**Selected extract**

━━━━━━

- Conservation status: Critically endangered, possibly extinct (IUCN 3.1)

Scientific classification
- Kingdom: Animalia
- Phylum: Chordata
- Class: Amphibia
- Order: Anura
- Family: Eleutherodactylidae
- Genus: Eleutherodactylus
- Subgenus: Euhyas
- Species: E. karlschmidti
- Binomial name: Eleutherodactylus karlschmidti Grant, 1931
- Synonyms: Euhyas karlschmidti (Grant, 1931)

= Web-footed coquí =

- Genus: Eleutherodactylus
- Species: karlschmidti
- Authority: Grant, 1931
- Conservation status: PE
- Synonyms: Euhyas karlschmidti (Grant, 1931)

Species of amphibian

The web-footed coqui, stream coqui, Puerto Rican stream frog, Karl's robber frog or coquí palmeado (Eleutherodactylus karlschmidti), is a possibly extinct Puerto Rican frog species in the family Eleutherodactylidae. It was first described by Chapman Grant in 1931, and was named after herpetologist Karl Patterson Schmidt. It is the largest Eleutherodactylus species of Puerto Rico.

==Description==
The maximum size is 80 mm in snout–vent length. The overall appearance is stocky. The head is wider than the body. The eyes are large and protruding. The tympanum is small but distinct. The limbs are strong and relatively short. The fingers and the toes bear large discs. The fingers have no webbing whereas the toes are extensively webbed (the only coquí to do so). Skin is warty dorsally and smooth ventrally. Dorsal coloration consists of green, yellow, and black marbling. A yellow line runs between the eyes. Another yellow line touches the lip and extends backward to the tympanum. A vague transverse band is located at the shoulders and another, more distinct one half-way along the dorsum. The sides and lower part are marbled gray to partly plain gray. Males have bi-lobed vocal sac.

Males advertisement call is loud and sonorous.

==Habitat and conservation==
Eleutherodactylus karlschmidti is an aquatic species that occurs in mountain streams at elevations of 45–630 m above sea level. It prefers rocky torrents in closed mesic forests. Males call from boulders, banks, and waterfalls. Development is direct (i.e., there is no free-living larval stage).

This species was once abundant in eastern Puerto Rico as well as in the western mountains. Its former range included the El Yunque National Forest. However, the latest record is from 1988, possibly even earlier, despite repeated surveys. It is almost certainly extinct. The likely reason is a combination of the fungal disease chytridiomycosis and climate change. Also invasive predators might have played a role.

━━━━━━

**Records provided**
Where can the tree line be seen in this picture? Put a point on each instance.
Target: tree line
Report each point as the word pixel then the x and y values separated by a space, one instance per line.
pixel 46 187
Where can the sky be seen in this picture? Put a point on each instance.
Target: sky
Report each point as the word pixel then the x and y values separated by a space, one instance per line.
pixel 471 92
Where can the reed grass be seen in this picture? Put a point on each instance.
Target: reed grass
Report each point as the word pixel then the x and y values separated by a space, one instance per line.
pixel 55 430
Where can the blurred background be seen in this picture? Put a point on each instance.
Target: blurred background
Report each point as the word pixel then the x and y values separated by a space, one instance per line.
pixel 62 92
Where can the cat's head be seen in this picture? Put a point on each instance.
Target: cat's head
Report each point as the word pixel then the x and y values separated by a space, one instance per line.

━━━━━━

**Tasks to complete**
**A.** Restate the web-footed coquí text from "Males advertisement call" up to and including "played a role.", swapping "boulders" for "rocks".
**B.** According to the web-footed coquí text, what is the species' maximum snout–vent length?

**Responses to the exercise**
**A.**
Males advertisement call is loud and sonorous.

==Habitat and conservation==
Eleutherodactylus karlschmidti is an aquatic species that occurs in mountain streams at elevations of 45–630 m above sea level. It prefers rocky torrents in closed mesic forests. Males call from rocks, banks, and waterfalls. Development is direct (i.e., there is no free-living larval stage).

This species was once abundant in eastern Puerto Rico as well as in the western mountains. Its former range included the El Yunque National Forest. However, the latest record is from 1988, possibly even earlier, despite repeated surveys. It is almost certainly extinct. The likely reason is a combination of the fungal disease chytridiomycosis and climate change. Also invasive predators might have played a role.

**B.** 80 mm.